Task directions: Copy the items below word for word, starting at the line that contains "dirt track in the image above." and continuing through the end of the items. Leave out any pictures.
------------------------------------------------
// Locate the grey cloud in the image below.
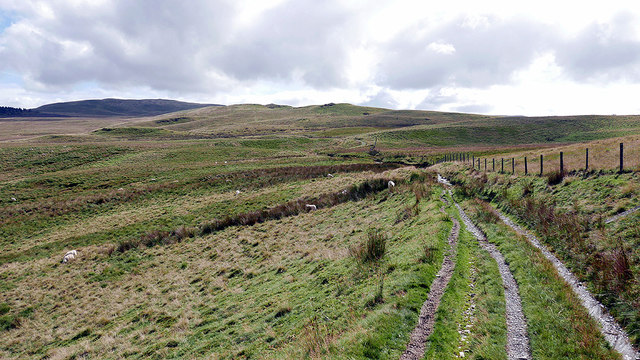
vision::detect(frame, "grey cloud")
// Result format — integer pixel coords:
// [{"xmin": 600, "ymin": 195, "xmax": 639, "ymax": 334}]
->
[
  {"xmin": 379, "ymin": 19, "xmax": 554, "ymax": 89},
  {"xmin": 417, "ymin": 89, "xmax": 458, "ymax": 110},
  {"xmin": 556, "ymin": 14, "xmax": 640, "ymax": 81},
  {"xmin": 360, "ymin": 89, "xmax": 398, "ymax": 109},
  {"xmin": 0, "ymin": 0, "xmax": 358, "ymax": 92},
  {"xmin": 453, "ymin": 104, "xmax": 493, "ymax": 114},
  {"xmin": 215, "ymin": 0, "xmax": 350, "ymax": 88},
  {"xmin": 0, "ymin": 0, "xmax": 233, "ymax": 91}
]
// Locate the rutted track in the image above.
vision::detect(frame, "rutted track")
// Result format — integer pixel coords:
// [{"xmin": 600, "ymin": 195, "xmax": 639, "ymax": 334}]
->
[
  {"xmin": 496, "ymin": 210, "xmax": 640, "ymax": 360},
  {"xmin": 400, "ymin": 191, "xmax": 460, "ymax": 360},
  {"xmin": 438, "ymin": 175, "xmax": 531, "ymax": 359},
  {"xmin": 604, "ymin": 205, "xmax": 640, "ymax": 224}
]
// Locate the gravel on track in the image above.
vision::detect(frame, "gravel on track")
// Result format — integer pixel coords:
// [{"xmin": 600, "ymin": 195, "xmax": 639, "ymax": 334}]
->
[
  {"xmin": 496, "ymin": 209, "xmax": 640, "ymax": 360},
  {"xmin": 438, "ymin": 174, "xmax": 531, "ymax": 360},
  {"xmin": 400, "ymin": 191, "xmax": 460, "ymax": 360}
]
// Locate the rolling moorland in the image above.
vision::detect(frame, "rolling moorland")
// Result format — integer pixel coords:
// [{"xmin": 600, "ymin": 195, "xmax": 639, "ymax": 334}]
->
[{"xmin": 0, "ymin": 104, "xmax": 640, "ymax": 359}]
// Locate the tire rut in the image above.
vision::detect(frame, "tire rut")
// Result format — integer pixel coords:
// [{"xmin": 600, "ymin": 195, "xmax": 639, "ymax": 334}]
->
[
  {"xmin": 400, "ymin": 192, "xmax": 460, "ymax": 360},
  {"xmin": 438, "ymin": 174, "xmax": 531, "ymax": 360},
  {"xmin": 496, "ymin": 209, "xmax": 640, "ymax": 360}
]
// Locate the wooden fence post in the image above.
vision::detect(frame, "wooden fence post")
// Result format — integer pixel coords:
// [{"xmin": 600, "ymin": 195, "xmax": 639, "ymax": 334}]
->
[
  {"xmin": 620, "ymin": 143, "xmax": 624, "ymax": 172},
  {"xmin": 584, "ymin": 148, "xmax": 589, "ymax": 171}
]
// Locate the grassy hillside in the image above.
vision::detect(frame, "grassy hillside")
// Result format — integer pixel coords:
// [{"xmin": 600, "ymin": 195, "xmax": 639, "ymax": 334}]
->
[
  {"xmin": 32, "ymin": 99, "xmax": 219, "ymax": 117},
  {"xmin": 0, "ymin": 104, "xmax": 640, "ymax": 359}
]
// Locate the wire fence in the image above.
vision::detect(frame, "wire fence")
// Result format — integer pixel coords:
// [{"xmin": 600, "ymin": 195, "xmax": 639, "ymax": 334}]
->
[{"xmin": 436, "ymin": 142, "xmax": 640, "ymax": 176}]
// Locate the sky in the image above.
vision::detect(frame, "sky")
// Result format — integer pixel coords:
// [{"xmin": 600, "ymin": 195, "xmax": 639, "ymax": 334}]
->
[{"xmin": 0, "ymin": 0, "xmax": 640, "ymax": 116}]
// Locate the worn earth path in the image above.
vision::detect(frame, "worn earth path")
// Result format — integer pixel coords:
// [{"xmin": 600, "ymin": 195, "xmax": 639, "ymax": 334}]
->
[
  {"xmin": 496, "ymin": 209, "xmax": 640, "ymax": 360},
  {"xmin": 438, "ymin": 174, "xmax": 531, "ymax": 360},
  {"xmin": 400, "ymin": 192, "xmax": 460, "ymax": 360}
]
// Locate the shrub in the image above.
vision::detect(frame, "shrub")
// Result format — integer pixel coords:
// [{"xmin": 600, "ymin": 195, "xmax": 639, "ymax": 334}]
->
[
  {"xmin": 351, "ymin": 229, "xmax": 387, "ymax": 263},
  {"xmin": 420, "ymin": 245, "xmax": 438, "ymax": 264},
  {"xmin": 547, "ymin": 171, "xmax": 564, "ymax": 186}
]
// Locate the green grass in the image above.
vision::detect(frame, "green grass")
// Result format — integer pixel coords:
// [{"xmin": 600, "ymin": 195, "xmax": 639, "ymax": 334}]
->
[
  {"xmin": 460, "ymin": 198, "xmax": 620, "ymax": 359},
  {"xmin": 448, "ymin": 171, "xmax": 640, "ymax": 344}
]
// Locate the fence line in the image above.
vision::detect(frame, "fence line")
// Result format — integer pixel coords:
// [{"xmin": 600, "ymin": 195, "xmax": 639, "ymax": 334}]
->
[{"xmin": 435, "ymin": 143, "xmax": 640, "ymax": 176}]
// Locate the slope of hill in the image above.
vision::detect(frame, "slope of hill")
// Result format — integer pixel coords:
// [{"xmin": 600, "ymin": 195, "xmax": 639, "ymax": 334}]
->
[
  {"xmin": 0, "ymin": 104, "xmax": 640, "ymax": 360},
  {"xmin": 33, "ymin": 99, "xmax": 220, "ymax": 117}
]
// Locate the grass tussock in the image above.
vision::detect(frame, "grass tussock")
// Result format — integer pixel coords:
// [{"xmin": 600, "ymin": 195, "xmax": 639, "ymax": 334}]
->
[
  {"xmin": 116, "ymin": 178, "xmax": 396, "ymax": 253},
  {"xmin": 547, "ymin": 170, "xmax": 565, "ymax": 186},
  {"xmin": 350, "ymin": 229, "xmax": 388, "ymax": 264}
]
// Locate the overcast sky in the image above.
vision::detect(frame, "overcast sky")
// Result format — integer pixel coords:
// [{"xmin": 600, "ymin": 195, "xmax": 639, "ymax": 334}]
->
[{"xmin": 0, "ymin": 0, "xmax": 640, "ymax": 115}]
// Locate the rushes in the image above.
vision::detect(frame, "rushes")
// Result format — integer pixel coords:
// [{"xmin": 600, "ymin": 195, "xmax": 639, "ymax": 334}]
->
[
  {"xmin": 350, "ymin": 229, "xmax": 387, "ymax": 264},
  {"xmin": 116, "ymin": 179, "xmax": 389, "ymax": 253}
]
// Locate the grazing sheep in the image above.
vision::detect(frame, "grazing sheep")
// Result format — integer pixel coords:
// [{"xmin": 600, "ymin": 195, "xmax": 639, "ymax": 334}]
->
[{"xmin": 62, "ymin": 250, "xmax": 78, "ymax": 263}]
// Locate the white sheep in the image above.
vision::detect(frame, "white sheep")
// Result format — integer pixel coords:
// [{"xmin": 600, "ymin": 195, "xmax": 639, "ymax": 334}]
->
[{"xmin": 62, "ymin": 250, "xmax": 78, "ymax": 263}]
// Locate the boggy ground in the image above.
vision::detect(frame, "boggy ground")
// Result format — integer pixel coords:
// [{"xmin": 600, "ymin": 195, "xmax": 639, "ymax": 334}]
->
[{"xmin": 442, "ymin": 162, "xmax": 640, "ymax": 348}]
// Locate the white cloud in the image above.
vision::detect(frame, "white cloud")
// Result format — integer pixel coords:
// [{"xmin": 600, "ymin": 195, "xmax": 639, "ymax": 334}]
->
[
  {"xmin": 427, "ymin": 42, "xmax": 456, "ymax": 55},
  {"xmin": 0, "ymin": 0, "xmax": 640, "ymax": 114}
]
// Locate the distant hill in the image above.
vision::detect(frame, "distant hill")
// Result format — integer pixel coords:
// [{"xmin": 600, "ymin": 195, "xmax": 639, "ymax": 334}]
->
[
  {"xmin": 0, "ymin": 106, "xmax": 65, "ymax": 118},
  {"xmin": 31, "ymin": 99, "xmax": 222, "ymax": 117}
]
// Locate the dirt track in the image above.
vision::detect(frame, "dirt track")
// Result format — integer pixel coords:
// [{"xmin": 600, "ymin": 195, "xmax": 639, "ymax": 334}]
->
[
  {"xmin": 438, "ymin": 174, "xmax": 531, "ymax": 359},
  {"xmin": 496, "ymin": 210, "xmax": 640, "ymax": 360},
  {"xmin": 400, "ymin": 190, "xmax": 460, "ymax": 360}
]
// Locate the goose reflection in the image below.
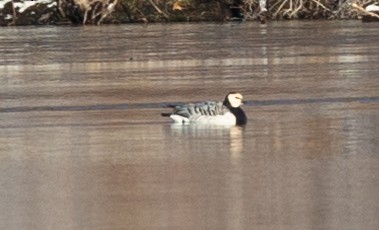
------------------------------------------------
Task response:
// Locate the dirt track in the image above.
vision::detect(frame, "dirt track")
// Result format — integer pixel coords:
// [{"xmin": 600, "ymin": 195, "xmax": 639, "ymax": 334}]
->
[
  {"xmin": 438, "ymin": 174, "xmax": 531, "ymax": 359},
  {"xmin": 496, "ymin": 210, "xmax": 640, "ymax": 360},
  {"xmin": 400, "ymin": 190, "xmax": 460, "ymax": 360}
]
// Locate the goose reflection in the image below.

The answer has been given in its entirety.